*** Source material ***

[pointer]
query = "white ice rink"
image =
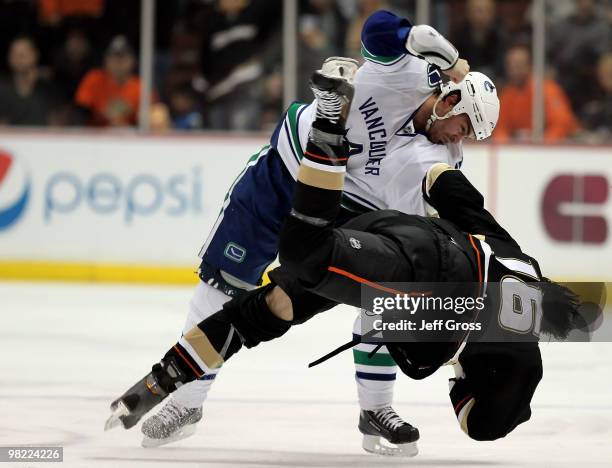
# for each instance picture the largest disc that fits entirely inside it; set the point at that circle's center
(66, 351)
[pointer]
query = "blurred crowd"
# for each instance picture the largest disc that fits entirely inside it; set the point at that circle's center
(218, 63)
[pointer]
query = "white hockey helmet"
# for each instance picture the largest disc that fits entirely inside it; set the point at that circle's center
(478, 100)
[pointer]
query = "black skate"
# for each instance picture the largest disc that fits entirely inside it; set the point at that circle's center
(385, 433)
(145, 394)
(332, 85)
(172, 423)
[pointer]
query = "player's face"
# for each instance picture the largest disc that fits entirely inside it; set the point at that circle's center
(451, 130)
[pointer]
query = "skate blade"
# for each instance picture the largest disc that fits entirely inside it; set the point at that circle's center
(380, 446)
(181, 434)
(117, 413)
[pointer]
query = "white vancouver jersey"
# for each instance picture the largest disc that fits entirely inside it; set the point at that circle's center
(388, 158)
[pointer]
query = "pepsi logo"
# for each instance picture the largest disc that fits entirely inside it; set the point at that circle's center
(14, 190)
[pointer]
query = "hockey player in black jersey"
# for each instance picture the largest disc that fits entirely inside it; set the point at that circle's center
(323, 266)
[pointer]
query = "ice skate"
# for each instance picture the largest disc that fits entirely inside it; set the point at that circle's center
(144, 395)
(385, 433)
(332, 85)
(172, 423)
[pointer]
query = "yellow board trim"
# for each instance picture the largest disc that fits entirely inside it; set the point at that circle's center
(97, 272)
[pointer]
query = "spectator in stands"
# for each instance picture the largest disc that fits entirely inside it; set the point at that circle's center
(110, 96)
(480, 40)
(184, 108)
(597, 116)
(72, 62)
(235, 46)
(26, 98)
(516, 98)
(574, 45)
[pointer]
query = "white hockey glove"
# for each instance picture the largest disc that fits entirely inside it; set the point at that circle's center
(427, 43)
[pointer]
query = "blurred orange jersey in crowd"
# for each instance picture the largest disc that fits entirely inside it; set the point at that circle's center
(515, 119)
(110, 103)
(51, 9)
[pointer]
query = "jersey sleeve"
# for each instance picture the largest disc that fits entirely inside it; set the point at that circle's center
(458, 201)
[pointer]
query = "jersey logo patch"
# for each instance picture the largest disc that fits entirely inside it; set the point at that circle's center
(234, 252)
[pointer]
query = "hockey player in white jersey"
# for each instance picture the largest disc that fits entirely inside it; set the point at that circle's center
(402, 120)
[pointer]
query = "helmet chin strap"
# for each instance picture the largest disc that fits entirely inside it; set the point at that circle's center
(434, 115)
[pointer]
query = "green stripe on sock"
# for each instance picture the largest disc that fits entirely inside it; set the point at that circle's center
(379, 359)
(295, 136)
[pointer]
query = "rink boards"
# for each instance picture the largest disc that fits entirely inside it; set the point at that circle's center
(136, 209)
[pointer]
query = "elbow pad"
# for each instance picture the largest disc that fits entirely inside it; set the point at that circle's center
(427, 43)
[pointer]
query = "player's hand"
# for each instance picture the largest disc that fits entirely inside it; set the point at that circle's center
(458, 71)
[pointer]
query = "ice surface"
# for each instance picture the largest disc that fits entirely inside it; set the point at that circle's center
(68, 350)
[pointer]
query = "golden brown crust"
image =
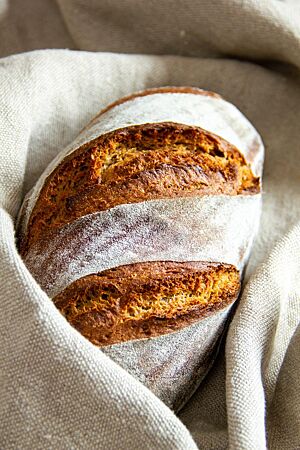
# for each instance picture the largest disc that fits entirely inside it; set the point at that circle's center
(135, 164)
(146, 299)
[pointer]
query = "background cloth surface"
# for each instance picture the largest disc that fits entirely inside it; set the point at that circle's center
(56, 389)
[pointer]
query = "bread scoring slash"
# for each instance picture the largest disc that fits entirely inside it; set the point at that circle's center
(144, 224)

***
*** Source material ***

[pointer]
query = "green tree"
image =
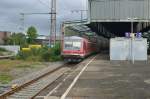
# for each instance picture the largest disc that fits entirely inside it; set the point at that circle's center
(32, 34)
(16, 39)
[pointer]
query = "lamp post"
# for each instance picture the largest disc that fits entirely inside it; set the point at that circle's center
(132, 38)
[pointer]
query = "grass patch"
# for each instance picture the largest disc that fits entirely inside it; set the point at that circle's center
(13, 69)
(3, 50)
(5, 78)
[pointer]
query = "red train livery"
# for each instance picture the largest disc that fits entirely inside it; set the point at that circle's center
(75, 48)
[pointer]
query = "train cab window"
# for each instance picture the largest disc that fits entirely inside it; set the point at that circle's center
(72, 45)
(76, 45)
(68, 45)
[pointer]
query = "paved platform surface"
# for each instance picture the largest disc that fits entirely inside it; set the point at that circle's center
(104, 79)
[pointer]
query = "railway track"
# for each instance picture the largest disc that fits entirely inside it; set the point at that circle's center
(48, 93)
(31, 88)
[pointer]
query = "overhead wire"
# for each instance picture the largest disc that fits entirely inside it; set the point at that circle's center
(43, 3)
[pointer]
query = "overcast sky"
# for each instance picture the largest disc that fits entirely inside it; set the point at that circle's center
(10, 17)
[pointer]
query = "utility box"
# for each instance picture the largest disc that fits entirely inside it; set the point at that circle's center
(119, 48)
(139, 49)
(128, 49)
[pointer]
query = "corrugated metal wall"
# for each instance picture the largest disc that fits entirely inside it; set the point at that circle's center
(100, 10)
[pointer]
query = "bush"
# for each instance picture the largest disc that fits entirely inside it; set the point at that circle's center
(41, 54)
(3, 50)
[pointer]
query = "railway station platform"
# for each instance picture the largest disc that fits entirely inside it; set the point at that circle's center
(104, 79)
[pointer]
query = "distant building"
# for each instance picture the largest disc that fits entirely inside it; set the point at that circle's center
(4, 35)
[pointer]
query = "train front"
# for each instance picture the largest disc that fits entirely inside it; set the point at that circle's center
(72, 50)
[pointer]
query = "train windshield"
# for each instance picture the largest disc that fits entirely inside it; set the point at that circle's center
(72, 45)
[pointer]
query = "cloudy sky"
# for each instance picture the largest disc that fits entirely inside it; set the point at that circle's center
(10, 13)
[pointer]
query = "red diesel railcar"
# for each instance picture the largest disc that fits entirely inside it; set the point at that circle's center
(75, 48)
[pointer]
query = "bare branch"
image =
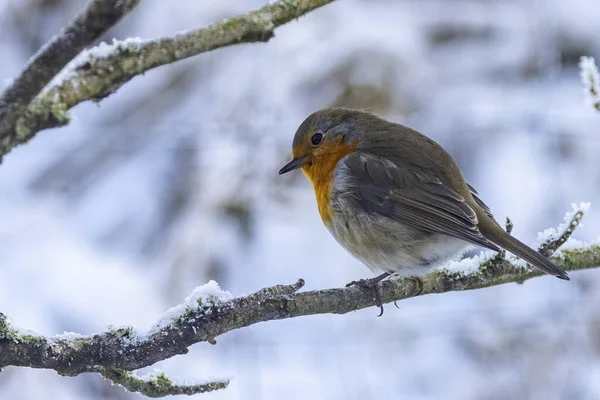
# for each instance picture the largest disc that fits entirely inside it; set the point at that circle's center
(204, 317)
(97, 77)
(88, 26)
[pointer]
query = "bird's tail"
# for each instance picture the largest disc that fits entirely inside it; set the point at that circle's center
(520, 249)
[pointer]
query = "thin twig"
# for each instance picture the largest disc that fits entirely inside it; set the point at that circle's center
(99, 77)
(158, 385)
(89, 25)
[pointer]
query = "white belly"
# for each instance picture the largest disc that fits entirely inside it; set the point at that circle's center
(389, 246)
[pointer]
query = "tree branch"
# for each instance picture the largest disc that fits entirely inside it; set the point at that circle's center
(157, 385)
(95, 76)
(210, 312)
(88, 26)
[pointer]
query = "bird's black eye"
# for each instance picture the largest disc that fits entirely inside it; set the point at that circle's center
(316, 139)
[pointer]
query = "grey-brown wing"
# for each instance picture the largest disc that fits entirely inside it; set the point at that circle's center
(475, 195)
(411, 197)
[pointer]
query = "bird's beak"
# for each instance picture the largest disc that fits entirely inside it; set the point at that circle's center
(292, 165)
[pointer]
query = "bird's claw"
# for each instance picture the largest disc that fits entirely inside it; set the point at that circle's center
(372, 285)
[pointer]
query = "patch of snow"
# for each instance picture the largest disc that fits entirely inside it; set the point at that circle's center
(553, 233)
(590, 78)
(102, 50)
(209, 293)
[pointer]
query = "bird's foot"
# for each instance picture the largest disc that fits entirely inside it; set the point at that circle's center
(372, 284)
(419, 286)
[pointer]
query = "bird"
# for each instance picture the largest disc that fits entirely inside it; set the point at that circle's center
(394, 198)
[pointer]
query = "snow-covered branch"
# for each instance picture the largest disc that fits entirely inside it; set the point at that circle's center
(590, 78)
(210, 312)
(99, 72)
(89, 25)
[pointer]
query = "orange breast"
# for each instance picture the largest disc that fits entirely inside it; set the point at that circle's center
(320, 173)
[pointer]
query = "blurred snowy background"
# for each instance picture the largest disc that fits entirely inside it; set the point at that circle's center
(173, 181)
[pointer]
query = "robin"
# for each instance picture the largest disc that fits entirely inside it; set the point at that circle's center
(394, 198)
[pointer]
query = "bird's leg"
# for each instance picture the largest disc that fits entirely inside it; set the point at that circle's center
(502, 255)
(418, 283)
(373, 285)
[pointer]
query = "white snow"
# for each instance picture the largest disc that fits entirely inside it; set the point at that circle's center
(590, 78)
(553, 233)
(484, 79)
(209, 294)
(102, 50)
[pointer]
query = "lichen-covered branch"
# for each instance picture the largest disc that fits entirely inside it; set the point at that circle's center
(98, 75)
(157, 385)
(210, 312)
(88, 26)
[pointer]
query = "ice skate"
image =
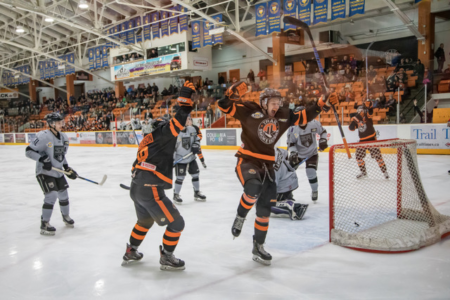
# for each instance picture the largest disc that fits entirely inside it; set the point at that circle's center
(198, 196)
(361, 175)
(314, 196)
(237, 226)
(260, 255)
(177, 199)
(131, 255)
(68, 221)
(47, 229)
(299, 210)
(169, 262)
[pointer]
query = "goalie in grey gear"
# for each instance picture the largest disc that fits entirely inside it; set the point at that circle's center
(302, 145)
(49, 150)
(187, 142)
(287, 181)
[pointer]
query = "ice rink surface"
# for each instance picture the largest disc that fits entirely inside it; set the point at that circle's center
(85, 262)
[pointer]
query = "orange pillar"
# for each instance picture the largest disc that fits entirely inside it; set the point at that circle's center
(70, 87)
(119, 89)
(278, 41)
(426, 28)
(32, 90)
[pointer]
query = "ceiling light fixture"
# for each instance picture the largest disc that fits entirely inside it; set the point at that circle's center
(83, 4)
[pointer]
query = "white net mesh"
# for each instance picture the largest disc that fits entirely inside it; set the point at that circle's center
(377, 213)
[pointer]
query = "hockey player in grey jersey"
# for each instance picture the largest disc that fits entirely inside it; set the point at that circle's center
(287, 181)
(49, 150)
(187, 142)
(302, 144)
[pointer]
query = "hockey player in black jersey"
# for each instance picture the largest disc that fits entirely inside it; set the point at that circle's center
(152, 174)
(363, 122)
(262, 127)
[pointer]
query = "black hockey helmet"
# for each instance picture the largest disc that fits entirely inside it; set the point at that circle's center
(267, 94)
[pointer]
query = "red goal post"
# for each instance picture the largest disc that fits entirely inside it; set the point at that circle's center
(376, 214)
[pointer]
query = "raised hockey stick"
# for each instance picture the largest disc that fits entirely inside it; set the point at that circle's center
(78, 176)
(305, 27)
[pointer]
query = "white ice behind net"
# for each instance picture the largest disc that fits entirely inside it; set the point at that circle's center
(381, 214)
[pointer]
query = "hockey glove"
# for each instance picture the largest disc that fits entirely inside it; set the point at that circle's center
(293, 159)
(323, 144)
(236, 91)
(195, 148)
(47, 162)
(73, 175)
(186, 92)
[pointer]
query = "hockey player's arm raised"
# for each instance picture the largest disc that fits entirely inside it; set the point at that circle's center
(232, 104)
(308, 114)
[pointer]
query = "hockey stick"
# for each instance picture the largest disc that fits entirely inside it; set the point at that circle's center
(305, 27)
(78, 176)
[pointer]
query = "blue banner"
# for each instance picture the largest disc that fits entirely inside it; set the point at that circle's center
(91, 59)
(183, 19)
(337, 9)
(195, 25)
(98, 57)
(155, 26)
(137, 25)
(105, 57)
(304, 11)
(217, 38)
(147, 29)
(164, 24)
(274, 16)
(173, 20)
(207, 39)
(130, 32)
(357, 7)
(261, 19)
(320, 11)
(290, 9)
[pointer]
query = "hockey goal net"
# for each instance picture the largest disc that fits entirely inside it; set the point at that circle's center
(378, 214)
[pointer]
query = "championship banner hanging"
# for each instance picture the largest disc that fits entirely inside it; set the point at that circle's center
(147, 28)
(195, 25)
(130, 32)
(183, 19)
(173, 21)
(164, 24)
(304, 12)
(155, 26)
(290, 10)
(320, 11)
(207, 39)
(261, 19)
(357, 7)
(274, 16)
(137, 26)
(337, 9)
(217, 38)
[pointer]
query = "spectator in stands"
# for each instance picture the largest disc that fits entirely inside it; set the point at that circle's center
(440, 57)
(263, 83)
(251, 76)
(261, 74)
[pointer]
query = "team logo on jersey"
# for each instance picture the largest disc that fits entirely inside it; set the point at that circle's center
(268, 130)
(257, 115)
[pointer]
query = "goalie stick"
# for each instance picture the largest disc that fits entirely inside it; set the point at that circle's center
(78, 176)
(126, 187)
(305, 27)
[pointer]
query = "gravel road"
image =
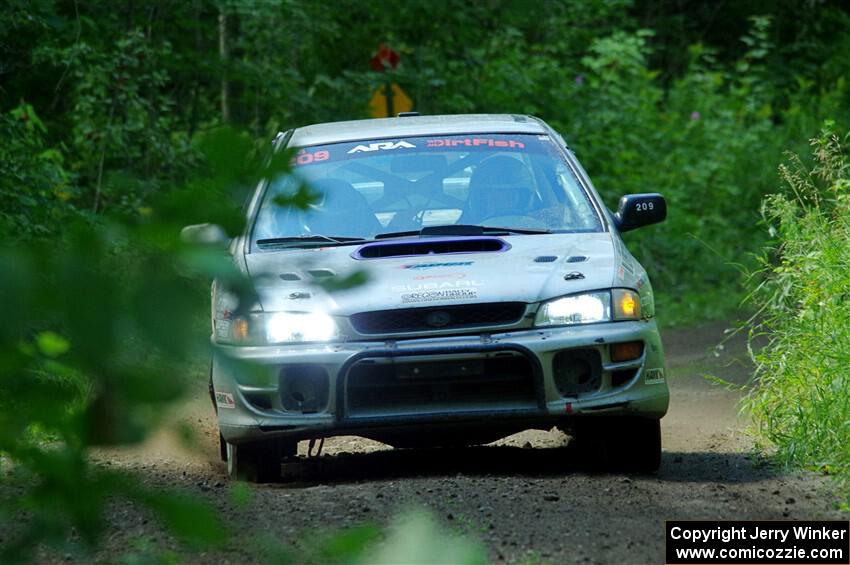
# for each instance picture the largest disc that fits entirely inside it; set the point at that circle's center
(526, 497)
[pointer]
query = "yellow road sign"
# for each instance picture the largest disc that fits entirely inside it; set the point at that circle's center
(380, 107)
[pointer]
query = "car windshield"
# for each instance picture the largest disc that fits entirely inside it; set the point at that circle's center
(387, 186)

***
*** Source material ***

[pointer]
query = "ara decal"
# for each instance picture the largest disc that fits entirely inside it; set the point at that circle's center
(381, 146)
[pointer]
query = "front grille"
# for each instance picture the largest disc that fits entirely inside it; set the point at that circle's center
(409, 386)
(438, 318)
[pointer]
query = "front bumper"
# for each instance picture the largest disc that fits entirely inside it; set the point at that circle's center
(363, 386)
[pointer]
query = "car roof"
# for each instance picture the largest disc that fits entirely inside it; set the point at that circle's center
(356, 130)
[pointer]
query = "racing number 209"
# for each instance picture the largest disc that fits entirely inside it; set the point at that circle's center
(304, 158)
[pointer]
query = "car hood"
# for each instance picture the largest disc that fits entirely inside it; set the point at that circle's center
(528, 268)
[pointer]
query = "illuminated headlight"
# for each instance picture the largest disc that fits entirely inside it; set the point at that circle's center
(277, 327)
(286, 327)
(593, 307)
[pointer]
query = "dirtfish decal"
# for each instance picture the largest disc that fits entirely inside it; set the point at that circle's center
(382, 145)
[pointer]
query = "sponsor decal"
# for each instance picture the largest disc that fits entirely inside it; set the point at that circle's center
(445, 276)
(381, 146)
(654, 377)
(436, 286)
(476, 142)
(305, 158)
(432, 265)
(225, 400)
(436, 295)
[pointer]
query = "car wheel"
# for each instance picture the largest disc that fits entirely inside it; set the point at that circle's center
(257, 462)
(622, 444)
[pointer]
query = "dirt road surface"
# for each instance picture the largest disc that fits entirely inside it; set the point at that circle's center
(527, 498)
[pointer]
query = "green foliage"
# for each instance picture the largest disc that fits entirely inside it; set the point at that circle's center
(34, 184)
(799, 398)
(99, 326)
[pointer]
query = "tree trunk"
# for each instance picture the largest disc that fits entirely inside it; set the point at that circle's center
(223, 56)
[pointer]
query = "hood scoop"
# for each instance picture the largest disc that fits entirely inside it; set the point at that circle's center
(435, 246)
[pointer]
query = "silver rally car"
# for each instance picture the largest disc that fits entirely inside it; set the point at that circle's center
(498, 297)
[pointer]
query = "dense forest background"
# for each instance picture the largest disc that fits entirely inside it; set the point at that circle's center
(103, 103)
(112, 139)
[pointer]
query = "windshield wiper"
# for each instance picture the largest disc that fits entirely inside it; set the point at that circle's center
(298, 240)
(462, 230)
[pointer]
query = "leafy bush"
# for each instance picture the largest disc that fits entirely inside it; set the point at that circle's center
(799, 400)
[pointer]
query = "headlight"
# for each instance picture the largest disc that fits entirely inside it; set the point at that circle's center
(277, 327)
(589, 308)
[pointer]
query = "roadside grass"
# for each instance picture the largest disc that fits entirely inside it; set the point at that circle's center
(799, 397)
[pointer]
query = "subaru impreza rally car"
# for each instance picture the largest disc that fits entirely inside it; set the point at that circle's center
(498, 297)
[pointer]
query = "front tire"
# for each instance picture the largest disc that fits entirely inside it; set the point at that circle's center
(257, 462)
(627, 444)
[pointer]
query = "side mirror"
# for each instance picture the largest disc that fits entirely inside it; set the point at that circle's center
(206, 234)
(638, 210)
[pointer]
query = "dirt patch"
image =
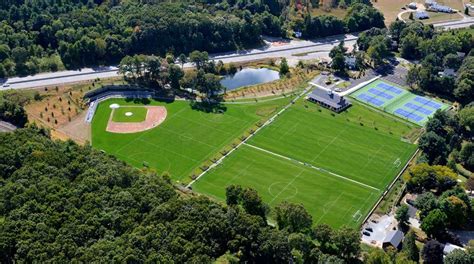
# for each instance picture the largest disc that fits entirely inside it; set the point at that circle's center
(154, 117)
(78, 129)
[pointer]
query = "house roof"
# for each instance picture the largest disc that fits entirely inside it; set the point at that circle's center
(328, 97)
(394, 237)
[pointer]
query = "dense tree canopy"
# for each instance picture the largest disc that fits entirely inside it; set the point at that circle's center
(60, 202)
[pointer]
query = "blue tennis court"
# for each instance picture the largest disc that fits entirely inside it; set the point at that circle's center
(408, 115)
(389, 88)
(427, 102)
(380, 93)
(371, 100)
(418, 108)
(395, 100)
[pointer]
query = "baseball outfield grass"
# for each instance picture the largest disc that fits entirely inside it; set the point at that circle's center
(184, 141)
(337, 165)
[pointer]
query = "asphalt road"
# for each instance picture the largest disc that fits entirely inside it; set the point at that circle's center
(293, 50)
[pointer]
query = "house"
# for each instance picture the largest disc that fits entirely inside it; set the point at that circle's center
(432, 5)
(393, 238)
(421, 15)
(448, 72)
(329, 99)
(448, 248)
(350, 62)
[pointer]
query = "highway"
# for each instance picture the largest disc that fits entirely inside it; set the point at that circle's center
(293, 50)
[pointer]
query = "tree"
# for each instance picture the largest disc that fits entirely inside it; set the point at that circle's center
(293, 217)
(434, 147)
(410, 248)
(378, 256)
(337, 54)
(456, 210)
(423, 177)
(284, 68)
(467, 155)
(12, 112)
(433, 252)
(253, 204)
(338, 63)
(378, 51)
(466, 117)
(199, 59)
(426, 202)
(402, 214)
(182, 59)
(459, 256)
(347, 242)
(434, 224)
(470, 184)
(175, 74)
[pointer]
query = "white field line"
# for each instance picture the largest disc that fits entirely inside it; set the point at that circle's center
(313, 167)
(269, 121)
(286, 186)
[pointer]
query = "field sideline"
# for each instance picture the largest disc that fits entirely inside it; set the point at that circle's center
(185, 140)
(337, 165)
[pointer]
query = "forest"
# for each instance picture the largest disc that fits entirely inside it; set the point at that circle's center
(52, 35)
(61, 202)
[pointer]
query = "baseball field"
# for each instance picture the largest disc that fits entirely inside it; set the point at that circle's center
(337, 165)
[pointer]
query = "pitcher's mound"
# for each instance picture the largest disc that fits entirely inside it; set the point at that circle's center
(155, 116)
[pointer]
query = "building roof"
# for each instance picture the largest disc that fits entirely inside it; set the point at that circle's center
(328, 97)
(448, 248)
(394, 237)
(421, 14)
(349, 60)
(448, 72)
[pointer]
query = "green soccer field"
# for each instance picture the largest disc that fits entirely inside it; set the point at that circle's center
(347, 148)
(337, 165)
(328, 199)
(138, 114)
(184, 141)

***

- **Your instructions**:
Copy each line above holding "white".

- **Exercise result**:
query = "white ice rink"
query = "white hockey helmet"
query = "white vancouver jersey"
query = "white hockey glove"
query = "hockey player in white jersey"
query = "white belly"
query = "white snow"
query = "white net mesh"
query = "white ice behind net"
query = "white field line"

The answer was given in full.